Rewrite the entries below, changing "Report pixel coordinates" to "Give pixel coordinates" wherever it occurs and leaving all other text as it is.

#####

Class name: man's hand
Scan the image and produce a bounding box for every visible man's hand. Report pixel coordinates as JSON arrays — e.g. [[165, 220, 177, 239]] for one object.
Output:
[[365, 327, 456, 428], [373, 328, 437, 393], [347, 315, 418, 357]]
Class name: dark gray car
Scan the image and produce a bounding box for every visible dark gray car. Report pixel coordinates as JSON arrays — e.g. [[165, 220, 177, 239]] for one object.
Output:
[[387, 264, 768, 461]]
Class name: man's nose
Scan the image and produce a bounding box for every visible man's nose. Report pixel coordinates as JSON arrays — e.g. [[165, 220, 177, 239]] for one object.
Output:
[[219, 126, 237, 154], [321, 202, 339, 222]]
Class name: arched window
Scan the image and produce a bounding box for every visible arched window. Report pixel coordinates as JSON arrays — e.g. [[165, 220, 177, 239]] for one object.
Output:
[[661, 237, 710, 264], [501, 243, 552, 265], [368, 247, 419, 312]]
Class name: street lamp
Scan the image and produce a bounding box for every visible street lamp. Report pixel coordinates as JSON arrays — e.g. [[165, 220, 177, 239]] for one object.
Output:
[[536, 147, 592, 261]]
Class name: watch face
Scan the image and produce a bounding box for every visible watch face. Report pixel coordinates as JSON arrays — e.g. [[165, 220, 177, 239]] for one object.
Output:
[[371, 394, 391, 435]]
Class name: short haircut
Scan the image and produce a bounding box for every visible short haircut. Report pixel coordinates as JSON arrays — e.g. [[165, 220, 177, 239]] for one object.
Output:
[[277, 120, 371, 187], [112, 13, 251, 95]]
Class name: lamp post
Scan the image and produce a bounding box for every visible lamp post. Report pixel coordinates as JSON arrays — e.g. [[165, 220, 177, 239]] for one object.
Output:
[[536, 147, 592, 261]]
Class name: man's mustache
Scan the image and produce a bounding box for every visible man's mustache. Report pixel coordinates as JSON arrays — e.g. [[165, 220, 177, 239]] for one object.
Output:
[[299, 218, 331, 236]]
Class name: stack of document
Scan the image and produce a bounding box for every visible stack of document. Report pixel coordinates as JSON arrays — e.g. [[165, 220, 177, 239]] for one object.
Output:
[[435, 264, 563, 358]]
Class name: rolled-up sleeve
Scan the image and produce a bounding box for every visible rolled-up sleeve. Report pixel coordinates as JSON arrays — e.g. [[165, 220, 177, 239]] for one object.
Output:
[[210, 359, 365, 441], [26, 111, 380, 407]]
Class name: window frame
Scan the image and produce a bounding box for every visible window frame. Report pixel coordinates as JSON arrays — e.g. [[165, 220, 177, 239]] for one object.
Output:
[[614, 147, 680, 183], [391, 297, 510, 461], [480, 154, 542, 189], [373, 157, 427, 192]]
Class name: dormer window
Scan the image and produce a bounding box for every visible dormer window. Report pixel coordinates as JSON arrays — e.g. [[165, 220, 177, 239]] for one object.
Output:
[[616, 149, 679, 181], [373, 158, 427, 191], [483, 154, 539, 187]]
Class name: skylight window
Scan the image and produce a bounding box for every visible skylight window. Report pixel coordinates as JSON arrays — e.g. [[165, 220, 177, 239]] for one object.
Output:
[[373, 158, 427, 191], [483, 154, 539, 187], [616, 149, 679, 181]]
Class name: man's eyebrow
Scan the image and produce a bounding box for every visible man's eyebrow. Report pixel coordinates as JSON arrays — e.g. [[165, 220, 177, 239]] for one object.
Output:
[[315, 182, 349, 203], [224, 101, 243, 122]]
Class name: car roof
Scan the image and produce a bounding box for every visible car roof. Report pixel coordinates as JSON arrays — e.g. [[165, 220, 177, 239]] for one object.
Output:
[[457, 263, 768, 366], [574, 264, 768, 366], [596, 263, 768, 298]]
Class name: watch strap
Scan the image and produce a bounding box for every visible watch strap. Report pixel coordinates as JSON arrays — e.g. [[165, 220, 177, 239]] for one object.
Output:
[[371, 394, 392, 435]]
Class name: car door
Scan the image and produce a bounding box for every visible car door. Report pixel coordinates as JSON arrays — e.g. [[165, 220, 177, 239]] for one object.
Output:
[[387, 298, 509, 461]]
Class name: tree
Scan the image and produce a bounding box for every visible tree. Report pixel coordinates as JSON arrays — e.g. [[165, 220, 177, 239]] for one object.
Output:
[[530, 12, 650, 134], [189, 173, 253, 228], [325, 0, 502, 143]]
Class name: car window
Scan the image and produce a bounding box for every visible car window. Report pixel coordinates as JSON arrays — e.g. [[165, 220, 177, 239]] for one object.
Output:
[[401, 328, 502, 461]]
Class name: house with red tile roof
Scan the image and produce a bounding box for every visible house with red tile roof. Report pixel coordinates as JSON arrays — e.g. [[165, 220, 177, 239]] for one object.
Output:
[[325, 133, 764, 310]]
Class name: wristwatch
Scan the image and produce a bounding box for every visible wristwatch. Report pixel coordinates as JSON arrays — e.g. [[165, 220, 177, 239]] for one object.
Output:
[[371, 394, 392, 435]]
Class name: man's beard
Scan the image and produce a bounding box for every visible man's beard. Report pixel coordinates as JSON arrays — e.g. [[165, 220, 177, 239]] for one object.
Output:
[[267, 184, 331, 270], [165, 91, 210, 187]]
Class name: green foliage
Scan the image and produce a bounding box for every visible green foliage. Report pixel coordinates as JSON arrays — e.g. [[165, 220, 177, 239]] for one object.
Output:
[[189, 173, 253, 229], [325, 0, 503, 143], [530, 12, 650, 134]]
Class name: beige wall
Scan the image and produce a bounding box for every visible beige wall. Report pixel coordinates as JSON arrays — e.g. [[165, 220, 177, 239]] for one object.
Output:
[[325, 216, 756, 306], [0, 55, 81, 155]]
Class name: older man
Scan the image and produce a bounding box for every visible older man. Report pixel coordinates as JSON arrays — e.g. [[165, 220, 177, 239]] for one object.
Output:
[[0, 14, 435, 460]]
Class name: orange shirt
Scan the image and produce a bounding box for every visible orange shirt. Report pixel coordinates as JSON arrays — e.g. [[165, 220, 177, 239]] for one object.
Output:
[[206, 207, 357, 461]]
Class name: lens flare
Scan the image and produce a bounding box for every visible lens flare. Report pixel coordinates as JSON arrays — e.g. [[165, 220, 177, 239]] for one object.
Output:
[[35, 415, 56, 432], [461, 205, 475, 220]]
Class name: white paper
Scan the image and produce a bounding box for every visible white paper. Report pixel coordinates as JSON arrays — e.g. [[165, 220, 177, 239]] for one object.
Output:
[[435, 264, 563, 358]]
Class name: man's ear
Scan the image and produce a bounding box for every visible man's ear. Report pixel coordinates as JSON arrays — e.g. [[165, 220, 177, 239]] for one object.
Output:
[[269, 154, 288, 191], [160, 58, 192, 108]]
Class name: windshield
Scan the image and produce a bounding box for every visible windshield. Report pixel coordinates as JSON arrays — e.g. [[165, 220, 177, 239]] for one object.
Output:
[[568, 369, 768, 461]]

#####

▶ _EXERCISE RESPONSE_
Class name: man's hand
Scan the image and produce a bounding box for every visible man's hand. Give pixel coordinates as JSON arrays — e.g. [[165, 220, 177, 239]] for one object.
Output:
[[365, 327, 456, 428], [373, 328, 437, 393], [347, 315, 418, 357]]
Class name: dark gray car
Scan the image and produce a bounding box for every visible dark gray car. Give pixel coordinates as JSON arrays — e.g. [[165, 220, 177, 239]] for one object.
Output:
[[387, 264, 768, 461]]
Class name: man's nose
Scan the image and produce a bounding box for every visible man's nose. Give pixel coordinates as JSON arrays — e.g. [[165, 220, 177, 239]] for one object.
Output:
[[219, 126, 237, 154], [321, 202, 339, 222]]
Class name: arched window
Scan the image and produce a bounding box for every visible arched window. Give pixel coordinates as JSON arrays — e.g. [[165, 220, 177, 239]] for one object.
Output:
[[661, 237, 710, 264], [501, 243, 552, 265], [368, 247, 419, 312]]
Class name: street lamp
Scan the image and produce a bounding box for every visible street lamp. Give pixel coordinates as JSON arrays — e.g. [[165, 220, 177, 239]] for one object.
Output:
[[536, 147, 592, 261]]
Class name: watch face
Scan the image and produce a bounding box for every visible watch face. Give pixel coordinates as JSON arrays — e.g. [[165, 220, 177, 239]] for one object.
Output:
[[371, 394, 391, 435]]
Class name: short haircut
Scan the image and produce a bounding box for every visible short haircut. Give pixel coordinates as JSON arrays — e.g. [[165, 220, 177, 239]] for one object.
Output:
[[277, 120, 371, 187], [112, 13, 251, 95]]
Class name: lamp post
Scan the image and produce a bounding box for every visible lamp post. Give pixel coordinates as JSON arrays — e.g. [[165, 220, 177, 239]] for one object.
Output:
[[536, 147, 592, 261]]
Class name: man's mustache
Scan the image and produce a bounding box for every visible man's mustache. Give pixel coordinates as JSON arrays — e.g. [[165, 220, 177, 239]] for one object.
Output:
[[299, 218, 331, 236]]
Class name: stack of document
Scan the image and produce a bounding box for every visible stack of document. Give pixel coordinates as JSON arrays — e.g. [[165, 220, 177, 239]] for one object.
Output:
[[435, 264, 563, 358]]
Class name: rolled-up sleeve
Scan the image and produce a bounding box for every visible rolled-up sleeve. Give pixel coordinates as JSON arrays — e.g. [[165, 220, 177, 239]] for one object.
Output:
[[210, 359, 365, 441], [26, 111, 380, 407]]
Class name: window frame
Scan the image and produce a bounding box for every visible window frame. Give pixel coordinates as JSON arrays — e.g. [[165, 220, 177, 239]] for one object.
Output:
[[614, 147, 680, 183], [391, 297, 510, 461], [480, 154, 542, 189], [373, 157, 427, 192]]
Class name: dormer window
Scan the image and produce a bounding box for every visible dormer window. Give pixel coordinates as JSON arrays — e.g. [[165, 220, 177, 239]] for one object.
Output:
[[616, 149, 679, 181], [373, 158, 427, 191], [483, 154, 539, 187]]
Class name: skylight window
Scan the image and produce a bounding box for every visible skylight window. Give pixel coordinates as JSON arrays — e.g. [[165, 220, 177, 239]] for one object.
Output:
[[373, 158, 427, 191], [483, 154, 539, 187], [616, 149, 679, 181]]
Class name: man's eyebrow
Scan the image and produce a bounding box for every visible man's eyebrow. Give pixel coordinates as JSON arrays — e.g. [[165, 220, 177, 239]] for one object.
Output:
[[315, 182, 349, 203], [224, 101, 243, 122]]
Class name: car roof
Scan the image and produce a bounding box for every visible car roof. Give pixel coordinates as JSON arrays — e.g. [[165, 220, 177, 239]] for one object.
Output:
[[457, 263, 768, 366], [574, 264, 768, 366], [596, 263, 768, 298]]
Class name: watch strap
Scan the image and produce a bounding box for every visible watch strap. Give pixel coordinates as JSON arrays — e.g. [[165, 220, 177, 239]] for one object.
Output:
[[371, 394, 392, 435]]
Class name: car door
Scan the image and produce a bounding box for every visible car door. Give pixel coordinates as JSON arrays — e.g. [[165, 220, 177, 239]] for one object.
Output:
[[387, 298, 509, 461]]
Class name: tree
Scan the image and produce a bounding box for every visible tree. Give pixel coordinates as JSON arrays — e.g. [[165, 220, 177, 239]] for one object.
Output:
[[530, 12, 650, 134], [189, 173, 253, 228], [325, 0, 502, 143]]
Class name: car window
Scan the image and produce a bounding box for every visible car window. Give pixel coordinates as JSON arrays — e.g. [[165, 220, 177, 239]] for one object.
Output:
[[401, 328, 502, 461]]
Class name: house with red tile roof
Scan the image and produce a bounding box for every visible house with red tile roof. Give pixel coordinates as JSON arrays — e.g. [[165, 220, 177, 239]] for one object.
Output:
[[325, 133, 764, 310]]
Class name: wristwatch
Scan the image and produce a bounding box for every visible wristwatch. Give pixel coordinates as JSON arrays — e.g. [[165, 220, 177, 239]] for one object.
Output:
[[371, 394, 392, 435]]
Class name: man's beard
Scan the image and produce a bounding box for every visible man's beard. Give pixel coordinates as JSON arrays — e.g. [[165, 220, 177, 239]] for one object.
Output:
[[267, 184, 331, 270], [165, 91, 210, 187]]
Class name: green foliage
Scan the image and produce a bounding box for every visible green foliage. Give pixel coordinates as JSON arrays — e.g. [[165, 220, 177, 239]] for one object.
Output:
[[189, 173, 253, 229], [325, 0, 503, 143], [530, 12, 650, 134]]
Class name: beige wall
Scan the image and produce a bounding box for every visible beige wall. Give pixel coordinates as JSON arrays — e.g. [[165, 220, 177, 239]] for one object.
Output:
[[325, 216, 756, 306], [0, 55, 81, 155]]
Class name: older man
Scan the image and produce a bounding box for every visible older man. Give pixel coordinates as JSON arrays — e.g. [[165, 220, 177, 239]] for one object.
Output:
[[0, 14, 435, 460]]
Class name: orange shirt
Scan the image and produce a bounding box for every visible orange shirt. Give pixel coordinates as JSON arrays — e.g. [[165, 220, 177, 239]] for one object.
Output:
[[206, 207, 357, 461]]
Class name: lens flare
Scan the image and produce a bounding box for every visible lens flare. Give pixel coordinates as JSON arrays — e.g. [[165, 220, 177, 239]] for one object.
Output:
[[35, 415, 56, 432], [461, 205, 475, 220]]
Class name: white paper
Scan the image and produce a bounding box for every visible white paper. Give pixel coordinates as JSON arrays — e.g. [[165, 220, 177, 239]] for one object.
Output:
[[435, 264, 563, 358]]
Class name: man's ear
Scan the image and produce a bounding box for every visible man's ear. Give pixel coordinates as JSON arrays — e.g. [[165, 220, 177, 239]] for one object.
Output:
[[269, 154, 288, 191], [160, 58, 192, 108]]
Class name: windshield
Scan the image and produce a bounding box for every visible windshield. Give pixel coordinates as JSON arrays — e.g. [[165, 220, 177, 239]] for one object.
Output:
[[568, 369, 768, 461]]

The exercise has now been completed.